Show every line in the material below that contains the word "blue", copied in full. Case matters when matching.
## begin
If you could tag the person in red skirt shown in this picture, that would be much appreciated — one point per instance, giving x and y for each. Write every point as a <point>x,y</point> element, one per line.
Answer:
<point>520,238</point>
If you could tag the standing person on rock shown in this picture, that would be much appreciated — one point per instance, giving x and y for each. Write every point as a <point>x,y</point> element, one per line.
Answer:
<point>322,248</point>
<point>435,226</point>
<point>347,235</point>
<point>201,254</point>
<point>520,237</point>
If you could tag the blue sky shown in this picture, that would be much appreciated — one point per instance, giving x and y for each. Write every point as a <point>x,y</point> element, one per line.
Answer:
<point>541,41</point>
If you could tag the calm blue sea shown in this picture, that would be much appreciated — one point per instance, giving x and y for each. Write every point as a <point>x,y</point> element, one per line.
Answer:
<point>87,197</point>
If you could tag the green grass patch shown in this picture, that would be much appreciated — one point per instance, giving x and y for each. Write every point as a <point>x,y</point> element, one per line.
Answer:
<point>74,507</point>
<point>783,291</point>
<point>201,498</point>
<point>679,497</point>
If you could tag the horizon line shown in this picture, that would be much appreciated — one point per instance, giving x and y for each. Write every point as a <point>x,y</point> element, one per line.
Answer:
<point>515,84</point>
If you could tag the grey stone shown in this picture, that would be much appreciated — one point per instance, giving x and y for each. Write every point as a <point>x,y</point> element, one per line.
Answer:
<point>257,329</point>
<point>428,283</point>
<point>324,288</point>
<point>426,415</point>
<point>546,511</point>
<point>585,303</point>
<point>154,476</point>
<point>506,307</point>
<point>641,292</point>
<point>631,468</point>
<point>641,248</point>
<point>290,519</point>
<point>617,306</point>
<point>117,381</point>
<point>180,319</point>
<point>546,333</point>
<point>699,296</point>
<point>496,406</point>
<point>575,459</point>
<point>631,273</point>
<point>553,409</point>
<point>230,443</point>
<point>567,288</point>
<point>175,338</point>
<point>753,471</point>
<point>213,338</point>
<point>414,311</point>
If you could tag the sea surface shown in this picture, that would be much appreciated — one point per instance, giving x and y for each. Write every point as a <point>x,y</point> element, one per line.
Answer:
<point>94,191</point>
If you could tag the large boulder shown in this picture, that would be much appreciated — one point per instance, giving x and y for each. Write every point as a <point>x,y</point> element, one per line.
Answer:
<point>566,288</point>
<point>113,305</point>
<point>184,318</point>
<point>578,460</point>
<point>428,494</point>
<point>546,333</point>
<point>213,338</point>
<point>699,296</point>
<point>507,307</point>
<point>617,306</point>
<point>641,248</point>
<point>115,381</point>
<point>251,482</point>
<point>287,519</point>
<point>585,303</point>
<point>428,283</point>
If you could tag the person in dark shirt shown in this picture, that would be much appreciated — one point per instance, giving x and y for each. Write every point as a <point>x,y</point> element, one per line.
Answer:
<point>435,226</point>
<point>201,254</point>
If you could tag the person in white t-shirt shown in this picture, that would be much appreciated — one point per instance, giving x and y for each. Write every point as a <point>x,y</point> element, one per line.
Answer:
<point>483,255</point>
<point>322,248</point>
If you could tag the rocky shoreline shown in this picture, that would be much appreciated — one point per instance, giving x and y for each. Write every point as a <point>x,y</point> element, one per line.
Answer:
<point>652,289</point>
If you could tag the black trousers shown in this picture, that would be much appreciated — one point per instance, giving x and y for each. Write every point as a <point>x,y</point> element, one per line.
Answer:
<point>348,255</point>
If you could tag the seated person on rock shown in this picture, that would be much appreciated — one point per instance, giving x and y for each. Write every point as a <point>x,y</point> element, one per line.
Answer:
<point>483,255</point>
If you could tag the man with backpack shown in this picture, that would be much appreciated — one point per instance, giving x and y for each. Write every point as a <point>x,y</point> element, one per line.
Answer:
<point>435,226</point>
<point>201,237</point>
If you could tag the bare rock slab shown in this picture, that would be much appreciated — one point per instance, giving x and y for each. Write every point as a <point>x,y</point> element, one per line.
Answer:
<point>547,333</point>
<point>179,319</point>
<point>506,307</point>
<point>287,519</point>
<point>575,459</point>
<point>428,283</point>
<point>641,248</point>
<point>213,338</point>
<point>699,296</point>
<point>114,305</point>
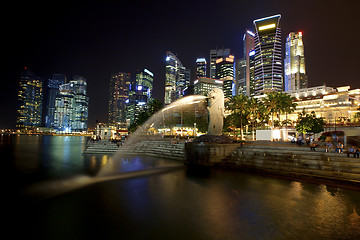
## end
*Correct response:*
If you could tag the blue sky shown in this picture, that would be much appreciated — one point per instance, giving x and y for each. Write every point as a <point>x,y</point> element, one per line.
If you could tag the calm blue sea shown in this picture, that would be much appreciated — one point per instance, giving x and y for each. Write every point as a <point>x,y</point> element, one per line.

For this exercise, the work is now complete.